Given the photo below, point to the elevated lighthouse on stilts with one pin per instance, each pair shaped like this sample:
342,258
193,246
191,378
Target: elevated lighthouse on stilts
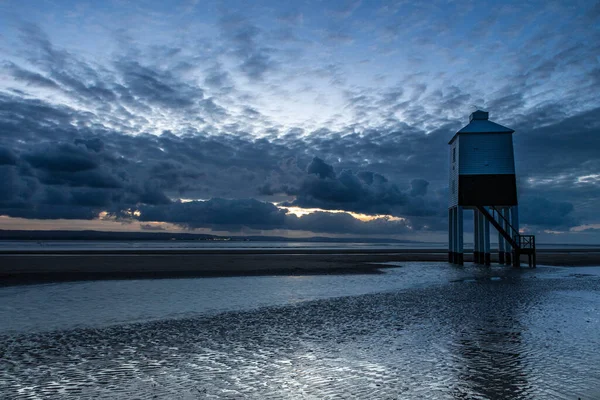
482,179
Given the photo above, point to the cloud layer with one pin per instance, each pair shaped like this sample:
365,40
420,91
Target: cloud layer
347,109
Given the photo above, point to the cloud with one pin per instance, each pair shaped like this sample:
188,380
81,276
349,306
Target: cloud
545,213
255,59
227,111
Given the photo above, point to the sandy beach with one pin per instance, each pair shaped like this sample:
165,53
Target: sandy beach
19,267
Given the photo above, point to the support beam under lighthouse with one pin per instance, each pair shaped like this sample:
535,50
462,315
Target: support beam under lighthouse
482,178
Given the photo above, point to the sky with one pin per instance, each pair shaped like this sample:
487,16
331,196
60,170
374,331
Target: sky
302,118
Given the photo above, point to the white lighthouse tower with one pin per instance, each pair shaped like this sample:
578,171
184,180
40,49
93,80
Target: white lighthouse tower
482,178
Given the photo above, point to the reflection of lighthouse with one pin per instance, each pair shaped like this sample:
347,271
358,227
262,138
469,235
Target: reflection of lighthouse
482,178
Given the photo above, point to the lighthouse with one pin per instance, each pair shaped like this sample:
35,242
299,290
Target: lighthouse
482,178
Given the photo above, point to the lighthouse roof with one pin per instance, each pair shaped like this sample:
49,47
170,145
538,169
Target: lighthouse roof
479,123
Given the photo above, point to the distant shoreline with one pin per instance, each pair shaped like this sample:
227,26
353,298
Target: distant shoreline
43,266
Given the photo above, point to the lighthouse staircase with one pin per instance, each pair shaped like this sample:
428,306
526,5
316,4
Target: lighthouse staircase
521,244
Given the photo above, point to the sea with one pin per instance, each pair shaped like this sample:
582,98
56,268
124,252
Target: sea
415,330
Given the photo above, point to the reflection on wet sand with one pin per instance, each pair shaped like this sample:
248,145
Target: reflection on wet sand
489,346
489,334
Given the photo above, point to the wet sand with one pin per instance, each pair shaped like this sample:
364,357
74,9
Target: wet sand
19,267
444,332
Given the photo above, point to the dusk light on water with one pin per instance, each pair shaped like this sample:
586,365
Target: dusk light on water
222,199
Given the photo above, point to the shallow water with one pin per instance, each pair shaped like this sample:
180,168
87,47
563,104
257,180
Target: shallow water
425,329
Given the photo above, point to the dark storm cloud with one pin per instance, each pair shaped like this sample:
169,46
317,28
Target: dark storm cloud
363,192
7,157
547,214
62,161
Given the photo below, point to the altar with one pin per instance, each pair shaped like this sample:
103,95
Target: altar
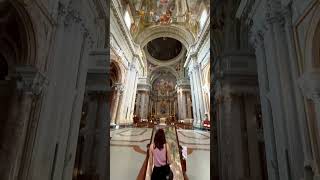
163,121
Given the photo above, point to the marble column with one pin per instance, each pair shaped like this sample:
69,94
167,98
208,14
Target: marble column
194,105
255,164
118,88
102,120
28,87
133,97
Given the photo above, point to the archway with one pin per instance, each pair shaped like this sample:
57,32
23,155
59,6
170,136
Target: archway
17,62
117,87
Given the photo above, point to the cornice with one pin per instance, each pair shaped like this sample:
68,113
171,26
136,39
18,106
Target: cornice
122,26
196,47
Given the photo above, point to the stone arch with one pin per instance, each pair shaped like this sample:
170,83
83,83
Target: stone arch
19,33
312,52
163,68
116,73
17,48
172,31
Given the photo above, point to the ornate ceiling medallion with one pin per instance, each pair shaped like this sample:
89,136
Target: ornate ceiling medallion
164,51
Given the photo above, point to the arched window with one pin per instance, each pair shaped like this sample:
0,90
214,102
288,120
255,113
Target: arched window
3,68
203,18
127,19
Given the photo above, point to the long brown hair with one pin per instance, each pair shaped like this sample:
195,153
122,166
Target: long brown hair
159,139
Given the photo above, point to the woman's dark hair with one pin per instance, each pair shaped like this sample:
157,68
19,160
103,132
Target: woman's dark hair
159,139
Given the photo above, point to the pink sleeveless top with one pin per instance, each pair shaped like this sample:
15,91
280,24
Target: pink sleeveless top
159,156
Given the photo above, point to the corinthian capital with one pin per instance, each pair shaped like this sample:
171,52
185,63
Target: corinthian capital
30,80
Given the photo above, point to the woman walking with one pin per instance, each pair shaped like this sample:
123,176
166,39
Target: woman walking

**Task objective**
If a record holds a picture, leave the picture out and transcribe everything else exactly.

**Expected answer**
Given the photo below, point to the elevated lighthouse on stilts with one pin per instance, each pair shaped like this sample:
342,258
193,246
191,378
Target: elevated lighthouse on stilts
482,179
Given the photo above, point to the cloud layer with one pin per instance, each pair shaped like this sample:
365,40
420,91
Target: cloud layer
347,109
Given the photo above, point to the cloud with one pin per instance, each pair shaped like this sample:
188,380
81,276
349,306
Target: cloud
545,213
255,59
227,111
Given the photo above, point to the sandy beach with one pin per instance, each pair shaped like this sample:
165,53
Target: sandy beach
19,267
Given the photo above, point to the support beam under lighthouse with one pin per instance, each pair shaped like this sample:
535,50
462,315
Target: support beam under lighthouse
482,178
Given the photo above, point to the sky with one pin per instance, each pair shaped like this sample:
487,16
331,196
60,170
374,331
Target: sky
302,118
Given the photo above, point to the white lighthouse tower with one pin per instance, each pair shaped like this sample:
578,171
184,180
40,49
93,80
Target: white lighthouse tower
482,178
Given the photo above, point to the reflection of lighthouse with one pin per instance, each pair shaped like this sample:
347,271
358,227
262,138
469,235
Target: reflection of lighthouse
482,178
Given the photo above, point to the lighthouse with one pin per instance, each pair shaped like this sample:
35,242
299,290
Target: lighthouse
482,178
Given the photo above, point to the lighthouse roof with one pin per instance, each pair shaped like this sample:
49,47
170,145
538,169
Target: lighthouse roof
479,123
Given the photo above, point to the distant shoreline with one pin per instance, each pair shaped like this sample:
227,26
353,298
Target: distant shoreline
43,266
Given the photo above, point to the lighthouse staircase with one pin per instance, each pair shaped like this sample:
428,306
526,5
316,4
Target: lighthouse staircase
521,244
Given the photo above, point to the sea with one pin per instance, each pair shaped like this sample:
582,98
56,268
124,252
Target: sea
415,330
Given the photo above, point to the reflection on wet sand with one pin per instance, each pair shaped like this sample:
248,145
Target: reflection on wet sand
489,346
489,334
Given the photo above, point to the wet sand with one pin per instance, each pair shaped like this sample:
364,357
74,9
Target: wet sand
19,267
444,332
Given the photo above, point to the dusk light on water with one pin per instance, each pair shaped like this sample:
586,365
Target: dusk light on water
222,199
Given the photo above, point to the shallow water with one pin per instance, each pair shaped like this sample:
180,168
87,47
563,104
257,180
Target: shallow water
425,329
Given the photo above, point to the dark storm cloud with one pin per instance, each pair shaped like this sample:
169,46
317,28
Target: dark storm cloud
363,192
7,157
547,214
62,161
Given the photo below, point to the altar with one pin per instance, each pair shaped like this sample:
103,95
Target: altar
163,121
Given the photo above, point to the marble column with one pin per instance, each pair shaped like this sample:
69,94
167,98
208,14
Target: marble column
194,105
255,164
118,88
102,120
28,87
133,97
Given the photo above, point to the archway with one pin per instance, each pair shaped like this sample:
57,32
23,155
59,6
170,136
Target: archway
17,62
117,87
Given the photo above, point to the cornice with one pin per instance, each pair shaped like this sample:
68,113
171,26
136,39
18,106
Target: cornice
122,26
196,47
Given the photo above, point to the stone arch with one pin per instance, each pair shaped like this sample:
170,83
83,83
Target: stone arch
19,33
312,52
163,68
116,73
17,48
172,31
Given the photo above, point to the ornate ceiling medallion with one pin per instance, each pair shaped like this sample:
89,136
Target: ornate ceiling medallion
164,51
Given the photo above, point to the arched window with one pin per instance, each pair shaped like this sample:
0,90
214,102
288,120
255,113
Target: arched window
3,68
203,18
127,19
Given the photo above, point to the long brown hair with one pin per instance, each pair shaped like this sample:
195,153
122,166
Target: long brown hair
159,139
Given the photo above, point to the woman's dark hair with one pin per instance, each pair shaped like this sample:
157,68
19,160
103,132
Target: woman's dark hair
159,139
Given the photo above, point to the pink sleeveless top with one pin per instance, each pair shaped like this sample:
15,91
280,24
Target: pink sleeveless top
159,156
Given the photo above, point to the corinthian capital with one pin per instance, each pair shaped like this sample:
171,52
185,63
Target: corinthian capital
30,80
Given the photo above, point to the woman walking with one pin per instance, each pair shaped like this sample:
123,176
166,39
Target: woman walking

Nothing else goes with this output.